* [Aim of the task]
Only the number is wanted: how many lines of the data contain "cabinet"?

* [Study material]
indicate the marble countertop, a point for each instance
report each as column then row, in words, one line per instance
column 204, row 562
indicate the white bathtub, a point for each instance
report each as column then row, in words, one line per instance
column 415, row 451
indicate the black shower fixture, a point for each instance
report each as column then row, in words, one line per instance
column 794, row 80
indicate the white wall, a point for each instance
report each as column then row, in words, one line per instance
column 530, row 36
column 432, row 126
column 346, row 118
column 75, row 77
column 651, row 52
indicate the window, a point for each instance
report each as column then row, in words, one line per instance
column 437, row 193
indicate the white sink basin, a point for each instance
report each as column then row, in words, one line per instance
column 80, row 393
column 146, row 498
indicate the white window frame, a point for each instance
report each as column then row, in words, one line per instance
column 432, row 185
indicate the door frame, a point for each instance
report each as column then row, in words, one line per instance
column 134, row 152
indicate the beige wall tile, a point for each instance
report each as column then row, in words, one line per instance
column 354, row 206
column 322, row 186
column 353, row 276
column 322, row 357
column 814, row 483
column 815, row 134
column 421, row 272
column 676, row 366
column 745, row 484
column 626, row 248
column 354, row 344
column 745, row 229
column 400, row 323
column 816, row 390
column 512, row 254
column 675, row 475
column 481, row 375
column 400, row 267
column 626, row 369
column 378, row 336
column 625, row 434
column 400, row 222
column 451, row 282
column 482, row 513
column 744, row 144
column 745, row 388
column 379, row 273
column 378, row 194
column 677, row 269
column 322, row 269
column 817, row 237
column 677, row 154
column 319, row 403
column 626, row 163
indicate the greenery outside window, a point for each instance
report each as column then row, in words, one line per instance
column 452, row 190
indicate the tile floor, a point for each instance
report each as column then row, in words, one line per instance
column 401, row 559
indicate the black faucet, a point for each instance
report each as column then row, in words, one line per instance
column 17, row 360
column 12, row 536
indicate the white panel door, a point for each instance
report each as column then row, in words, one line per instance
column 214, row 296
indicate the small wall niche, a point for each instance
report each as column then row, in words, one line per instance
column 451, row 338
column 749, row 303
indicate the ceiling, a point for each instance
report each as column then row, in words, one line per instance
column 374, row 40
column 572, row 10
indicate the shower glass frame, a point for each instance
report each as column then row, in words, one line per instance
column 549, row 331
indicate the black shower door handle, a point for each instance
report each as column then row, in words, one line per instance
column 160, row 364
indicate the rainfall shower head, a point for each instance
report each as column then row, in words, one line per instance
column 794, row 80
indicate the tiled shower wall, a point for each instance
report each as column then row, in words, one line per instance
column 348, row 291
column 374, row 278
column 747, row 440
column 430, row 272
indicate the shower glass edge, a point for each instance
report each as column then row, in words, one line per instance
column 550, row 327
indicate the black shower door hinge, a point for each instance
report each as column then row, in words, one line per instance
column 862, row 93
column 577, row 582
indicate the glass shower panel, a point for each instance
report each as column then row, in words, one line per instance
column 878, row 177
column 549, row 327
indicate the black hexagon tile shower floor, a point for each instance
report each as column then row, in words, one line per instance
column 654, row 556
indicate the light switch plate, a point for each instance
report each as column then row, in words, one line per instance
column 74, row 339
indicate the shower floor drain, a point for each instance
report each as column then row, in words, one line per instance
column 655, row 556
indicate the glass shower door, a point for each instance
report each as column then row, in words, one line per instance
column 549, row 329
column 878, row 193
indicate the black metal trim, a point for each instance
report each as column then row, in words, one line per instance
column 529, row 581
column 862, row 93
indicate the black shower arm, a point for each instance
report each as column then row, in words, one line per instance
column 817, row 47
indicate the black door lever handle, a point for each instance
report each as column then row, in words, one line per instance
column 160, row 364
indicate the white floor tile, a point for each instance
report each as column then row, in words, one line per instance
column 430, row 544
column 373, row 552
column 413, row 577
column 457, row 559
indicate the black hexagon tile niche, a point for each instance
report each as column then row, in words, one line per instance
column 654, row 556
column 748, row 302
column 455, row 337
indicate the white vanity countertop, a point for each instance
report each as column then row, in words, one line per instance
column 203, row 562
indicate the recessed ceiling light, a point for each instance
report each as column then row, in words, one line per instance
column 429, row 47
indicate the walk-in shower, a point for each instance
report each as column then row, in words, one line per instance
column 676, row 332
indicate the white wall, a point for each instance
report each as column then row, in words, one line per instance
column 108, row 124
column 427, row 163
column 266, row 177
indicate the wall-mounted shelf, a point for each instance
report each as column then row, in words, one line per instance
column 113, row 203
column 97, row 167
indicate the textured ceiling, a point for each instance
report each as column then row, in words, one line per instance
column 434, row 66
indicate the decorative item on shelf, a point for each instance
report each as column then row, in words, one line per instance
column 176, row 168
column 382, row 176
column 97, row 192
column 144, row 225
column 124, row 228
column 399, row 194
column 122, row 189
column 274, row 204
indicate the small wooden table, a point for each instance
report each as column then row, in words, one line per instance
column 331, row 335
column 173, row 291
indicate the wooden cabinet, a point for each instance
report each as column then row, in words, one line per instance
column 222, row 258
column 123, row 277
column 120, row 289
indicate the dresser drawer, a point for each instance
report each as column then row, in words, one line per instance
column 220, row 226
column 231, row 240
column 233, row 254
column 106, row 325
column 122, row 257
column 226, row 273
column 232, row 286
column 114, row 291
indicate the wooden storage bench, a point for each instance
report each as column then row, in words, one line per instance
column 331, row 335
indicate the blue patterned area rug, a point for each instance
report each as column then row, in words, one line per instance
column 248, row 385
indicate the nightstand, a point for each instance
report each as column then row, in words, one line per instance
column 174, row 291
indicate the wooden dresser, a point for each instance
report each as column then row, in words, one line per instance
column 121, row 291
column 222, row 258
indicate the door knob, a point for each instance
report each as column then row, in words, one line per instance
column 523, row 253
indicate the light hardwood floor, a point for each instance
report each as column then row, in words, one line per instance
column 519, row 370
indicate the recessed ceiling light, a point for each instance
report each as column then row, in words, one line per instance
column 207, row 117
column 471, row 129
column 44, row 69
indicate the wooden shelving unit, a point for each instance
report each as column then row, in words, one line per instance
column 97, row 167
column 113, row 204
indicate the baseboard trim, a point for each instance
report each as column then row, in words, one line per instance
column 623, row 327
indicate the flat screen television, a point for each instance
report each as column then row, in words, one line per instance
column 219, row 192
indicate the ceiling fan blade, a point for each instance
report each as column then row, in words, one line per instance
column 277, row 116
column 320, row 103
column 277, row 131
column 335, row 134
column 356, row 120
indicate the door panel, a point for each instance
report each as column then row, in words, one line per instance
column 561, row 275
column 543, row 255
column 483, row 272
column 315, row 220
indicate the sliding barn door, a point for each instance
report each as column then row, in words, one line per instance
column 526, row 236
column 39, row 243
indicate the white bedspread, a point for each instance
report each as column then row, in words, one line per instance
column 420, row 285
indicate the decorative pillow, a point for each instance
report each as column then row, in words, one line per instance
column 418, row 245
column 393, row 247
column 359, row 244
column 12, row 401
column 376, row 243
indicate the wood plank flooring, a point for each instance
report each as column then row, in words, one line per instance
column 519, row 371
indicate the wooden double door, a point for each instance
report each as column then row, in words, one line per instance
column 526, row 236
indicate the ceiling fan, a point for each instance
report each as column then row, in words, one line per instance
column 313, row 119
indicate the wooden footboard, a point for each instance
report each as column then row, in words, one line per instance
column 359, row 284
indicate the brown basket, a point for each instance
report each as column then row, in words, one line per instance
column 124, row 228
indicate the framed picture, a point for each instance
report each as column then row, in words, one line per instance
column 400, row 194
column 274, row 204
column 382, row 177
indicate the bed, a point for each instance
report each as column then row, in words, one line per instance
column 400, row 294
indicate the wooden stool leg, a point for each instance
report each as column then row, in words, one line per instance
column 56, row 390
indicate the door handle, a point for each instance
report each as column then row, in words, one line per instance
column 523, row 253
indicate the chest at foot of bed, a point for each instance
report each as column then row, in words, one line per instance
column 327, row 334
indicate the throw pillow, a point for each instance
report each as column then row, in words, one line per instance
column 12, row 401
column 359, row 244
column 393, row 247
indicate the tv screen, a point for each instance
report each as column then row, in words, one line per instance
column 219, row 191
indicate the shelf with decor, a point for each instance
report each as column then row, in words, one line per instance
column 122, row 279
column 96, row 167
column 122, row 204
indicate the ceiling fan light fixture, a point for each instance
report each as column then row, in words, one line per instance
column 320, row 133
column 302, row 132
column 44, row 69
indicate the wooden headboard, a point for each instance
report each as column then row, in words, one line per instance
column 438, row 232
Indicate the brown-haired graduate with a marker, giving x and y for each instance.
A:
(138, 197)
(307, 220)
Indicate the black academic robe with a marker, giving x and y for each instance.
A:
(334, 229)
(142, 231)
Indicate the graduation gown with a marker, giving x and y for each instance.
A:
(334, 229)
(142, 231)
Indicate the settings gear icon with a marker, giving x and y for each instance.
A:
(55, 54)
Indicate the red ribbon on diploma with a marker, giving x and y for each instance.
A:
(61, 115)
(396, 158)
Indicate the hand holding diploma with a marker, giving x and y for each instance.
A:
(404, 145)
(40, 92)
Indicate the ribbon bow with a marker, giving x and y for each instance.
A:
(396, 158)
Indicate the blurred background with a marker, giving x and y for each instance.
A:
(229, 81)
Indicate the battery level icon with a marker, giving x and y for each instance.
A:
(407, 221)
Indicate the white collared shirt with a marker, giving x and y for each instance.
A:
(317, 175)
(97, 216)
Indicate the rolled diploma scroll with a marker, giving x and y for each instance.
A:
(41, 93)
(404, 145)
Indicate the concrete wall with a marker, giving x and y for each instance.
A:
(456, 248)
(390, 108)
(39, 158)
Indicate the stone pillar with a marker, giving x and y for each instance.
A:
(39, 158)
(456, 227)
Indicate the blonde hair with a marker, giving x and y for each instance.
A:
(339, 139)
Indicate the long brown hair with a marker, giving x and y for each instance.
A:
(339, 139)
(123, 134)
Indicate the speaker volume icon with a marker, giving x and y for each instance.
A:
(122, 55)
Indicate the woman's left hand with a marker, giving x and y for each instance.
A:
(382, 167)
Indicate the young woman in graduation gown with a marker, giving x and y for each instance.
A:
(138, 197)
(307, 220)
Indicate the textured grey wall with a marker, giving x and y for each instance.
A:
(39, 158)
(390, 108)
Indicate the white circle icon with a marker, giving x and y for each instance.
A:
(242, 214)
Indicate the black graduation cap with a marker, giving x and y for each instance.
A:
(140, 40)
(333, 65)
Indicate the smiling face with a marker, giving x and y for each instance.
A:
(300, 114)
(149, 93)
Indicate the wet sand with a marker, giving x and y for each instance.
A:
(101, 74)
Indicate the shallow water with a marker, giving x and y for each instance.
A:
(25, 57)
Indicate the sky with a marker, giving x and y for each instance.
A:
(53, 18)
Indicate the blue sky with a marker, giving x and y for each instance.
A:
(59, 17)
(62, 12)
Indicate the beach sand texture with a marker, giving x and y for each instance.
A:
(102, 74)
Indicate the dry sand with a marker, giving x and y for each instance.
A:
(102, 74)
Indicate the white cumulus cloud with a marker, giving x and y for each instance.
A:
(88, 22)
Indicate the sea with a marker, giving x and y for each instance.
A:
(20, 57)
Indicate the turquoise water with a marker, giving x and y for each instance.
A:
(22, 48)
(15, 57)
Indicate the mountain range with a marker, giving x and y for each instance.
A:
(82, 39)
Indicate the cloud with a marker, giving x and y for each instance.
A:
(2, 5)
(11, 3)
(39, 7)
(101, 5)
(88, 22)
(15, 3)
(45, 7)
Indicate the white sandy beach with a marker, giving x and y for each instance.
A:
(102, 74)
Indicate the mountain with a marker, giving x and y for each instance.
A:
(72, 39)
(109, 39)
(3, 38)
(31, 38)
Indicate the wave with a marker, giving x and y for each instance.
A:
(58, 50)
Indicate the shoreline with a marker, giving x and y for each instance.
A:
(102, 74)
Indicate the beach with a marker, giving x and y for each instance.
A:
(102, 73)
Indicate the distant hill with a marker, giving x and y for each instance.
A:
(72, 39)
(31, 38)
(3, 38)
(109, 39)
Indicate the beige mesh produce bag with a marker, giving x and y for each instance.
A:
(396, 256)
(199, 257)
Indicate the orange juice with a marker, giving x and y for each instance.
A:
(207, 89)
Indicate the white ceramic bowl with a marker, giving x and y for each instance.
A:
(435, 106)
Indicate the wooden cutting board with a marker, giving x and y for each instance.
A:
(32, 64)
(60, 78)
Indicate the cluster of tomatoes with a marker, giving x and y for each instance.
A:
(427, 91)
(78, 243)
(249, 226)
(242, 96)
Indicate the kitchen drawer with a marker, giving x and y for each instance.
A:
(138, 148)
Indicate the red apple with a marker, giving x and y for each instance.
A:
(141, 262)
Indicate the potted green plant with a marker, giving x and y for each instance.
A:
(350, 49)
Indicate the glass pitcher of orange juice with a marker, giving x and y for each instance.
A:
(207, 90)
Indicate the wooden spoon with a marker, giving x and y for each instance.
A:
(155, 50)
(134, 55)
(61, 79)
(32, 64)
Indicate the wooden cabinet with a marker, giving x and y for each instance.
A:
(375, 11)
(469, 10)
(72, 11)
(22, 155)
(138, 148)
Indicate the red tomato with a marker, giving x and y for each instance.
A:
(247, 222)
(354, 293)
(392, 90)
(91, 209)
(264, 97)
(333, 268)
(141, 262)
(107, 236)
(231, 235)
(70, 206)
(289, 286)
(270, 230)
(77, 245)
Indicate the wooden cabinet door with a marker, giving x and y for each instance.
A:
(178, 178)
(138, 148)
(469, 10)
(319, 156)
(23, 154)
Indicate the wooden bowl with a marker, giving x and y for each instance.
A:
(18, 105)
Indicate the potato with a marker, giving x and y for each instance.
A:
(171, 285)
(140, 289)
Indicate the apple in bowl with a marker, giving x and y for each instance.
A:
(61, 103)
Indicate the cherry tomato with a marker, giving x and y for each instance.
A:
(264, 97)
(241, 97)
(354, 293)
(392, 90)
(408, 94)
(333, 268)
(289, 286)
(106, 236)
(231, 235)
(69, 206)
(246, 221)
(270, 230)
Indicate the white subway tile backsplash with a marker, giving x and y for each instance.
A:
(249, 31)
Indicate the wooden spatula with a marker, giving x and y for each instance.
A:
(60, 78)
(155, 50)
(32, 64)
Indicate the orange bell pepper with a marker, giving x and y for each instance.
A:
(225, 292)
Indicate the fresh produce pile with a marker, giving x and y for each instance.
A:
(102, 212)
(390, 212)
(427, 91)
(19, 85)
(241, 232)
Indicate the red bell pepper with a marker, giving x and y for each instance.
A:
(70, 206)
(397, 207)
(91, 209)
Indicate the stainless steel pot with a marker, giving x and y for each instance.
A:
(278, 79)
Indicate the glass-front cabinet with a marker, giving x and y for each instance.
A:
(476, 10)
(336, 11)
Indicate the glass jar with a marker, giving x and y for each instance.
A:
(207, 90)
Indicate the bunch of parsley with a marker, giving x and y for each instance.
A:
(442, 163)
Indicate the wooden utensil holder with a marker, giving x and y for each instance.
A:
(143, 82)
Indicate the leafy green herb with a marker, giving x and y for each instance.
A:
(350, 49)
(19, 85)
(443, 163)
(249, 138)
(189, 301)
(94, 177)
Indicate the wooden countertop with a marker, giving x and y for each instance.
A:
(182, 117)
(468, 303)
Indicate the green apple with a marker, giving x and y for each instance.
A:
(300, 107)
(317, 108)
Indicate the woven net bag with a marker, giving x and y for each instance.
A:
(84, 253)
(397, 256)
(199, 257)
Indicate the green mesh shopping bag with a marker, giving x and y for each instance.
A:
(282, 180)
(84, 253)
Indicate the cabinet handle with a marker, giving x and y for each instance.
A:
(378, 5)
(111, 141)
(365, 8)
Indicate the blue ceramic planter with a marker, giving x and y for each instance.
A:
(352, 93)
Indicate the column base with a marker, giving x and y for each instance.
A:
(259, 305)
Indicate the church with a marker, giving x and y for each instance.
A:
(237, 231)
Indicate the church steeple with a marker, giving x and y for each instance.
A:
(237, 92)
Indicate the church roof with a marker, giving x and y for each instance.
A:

* [Exercise result]
5